Stored entries:
------------------------------

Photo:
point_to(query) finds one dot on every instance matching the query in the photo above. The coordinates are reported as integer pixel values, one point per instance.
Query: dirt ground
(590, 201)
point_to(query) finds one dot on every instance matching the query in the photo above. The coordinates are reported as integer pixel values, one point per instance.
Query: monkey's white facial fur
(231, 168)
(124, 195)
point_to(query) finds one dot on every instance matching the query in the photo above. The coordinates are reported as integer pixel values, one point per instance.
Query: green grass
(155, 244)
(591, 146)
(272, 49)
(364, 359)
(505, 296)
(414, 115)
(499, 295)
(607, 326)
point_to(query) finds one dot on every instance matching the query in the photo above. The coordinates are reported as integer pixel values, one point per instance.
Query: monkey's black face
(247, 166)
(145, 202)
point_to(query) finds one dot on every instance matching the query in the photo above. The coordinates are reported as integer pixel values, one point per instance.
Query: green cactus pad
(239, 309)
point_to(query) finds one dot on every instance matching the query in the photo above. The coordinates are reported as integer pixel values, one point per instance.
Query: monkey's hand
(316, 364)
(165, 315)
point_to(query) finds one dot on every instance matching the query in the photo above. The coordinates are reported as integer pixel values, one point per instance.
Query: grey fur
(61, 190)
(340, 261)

------------------------------

■ **EXERCISE**
The line with "Query: monkey's black face" and every line after it up to the end of the entries: output those exactly, and only those.

■ **ANSWER SPACE**
Query: monkey's black face
(247, 166)
(145, 202)
point_to(query) finds one dot on every instance matching the query in the photo above. The coordinates are reported as integer pixel values, one point per instance.
Query: green cactus pad
(239, 309)
point_to(query) finds one dot on every instance matching the query in the photo above. The coordinates are reported as integer pixel values, one point per instance.
Query: monkey's hand
(316, 364)
(165, 315)
point_to(query) finds one dot on every instance matching the query in the photo above. The coordinates are reported as integer pixel values, one point per instance.
Query: grey fur
(61, 190)
(340, 261)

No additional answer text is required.